=== To do ===
Write out all of the data again, exactly as it reads.

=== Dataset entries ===
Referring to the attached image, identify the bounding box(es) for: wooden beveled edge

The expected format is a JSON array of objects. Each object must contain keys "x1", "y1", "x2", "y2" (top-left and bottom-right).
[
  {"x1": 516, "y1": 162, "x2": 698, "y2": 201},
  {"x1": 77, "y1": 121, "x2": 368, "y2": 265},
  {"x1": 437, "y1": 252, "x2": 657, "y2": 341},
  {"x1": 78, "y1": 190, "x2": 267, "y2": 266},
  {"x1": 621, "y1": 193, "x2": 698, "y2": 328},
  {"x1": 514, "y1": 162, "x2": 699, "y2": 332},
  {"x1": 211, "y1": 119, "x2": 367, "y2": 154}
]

=== Output below ===
Referring to the attached image, identify the bounding box(es) for: wooden beveled edge

The expected format is a JSON array of objects. Each object must contain keys "x1", "y1", "x2", "y2" (top-left and bottom-right).
[
  {"x1": 516, "y1": 162, "x2": 698, "y2": 201},
  {"x1": 77, "y1": 121, "x2": 368, "y2": 265},
  {"x1": 437, "y1": 252, "x2": 657, "y2": 341},
  {"x1": 78, "y1": 190, "x2": 267, "y2": 266},
  {"x1": 621, "y1": 193, "x2": 698, "y2": 328},
  {"x1": 514, "y1": 162, "x2": 699, "y2": 332},
  {"x1": 211, "y1": 119, "x2": 367, "y2": 154}
]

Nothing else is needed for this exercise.